**EXERCISE PROMPT**
Reproduce every line of the data, exactly and without its pictures.

Natural-language object grounding data
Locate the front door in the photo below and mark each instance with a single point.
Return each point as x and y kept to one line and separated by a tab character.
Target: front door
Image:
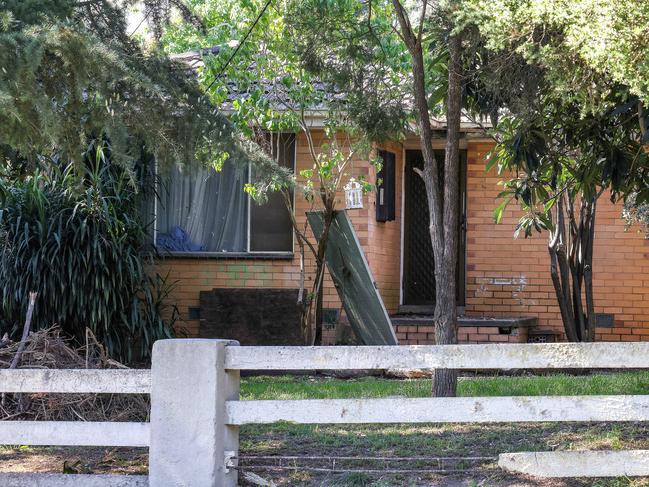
418	271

**EXERCISE RESULT**
Locate the front door in the photo below and mark each instance with a single point.
Return each point as x and y kept to one line and separated by a tab character.
Target: front door
Image:
418	271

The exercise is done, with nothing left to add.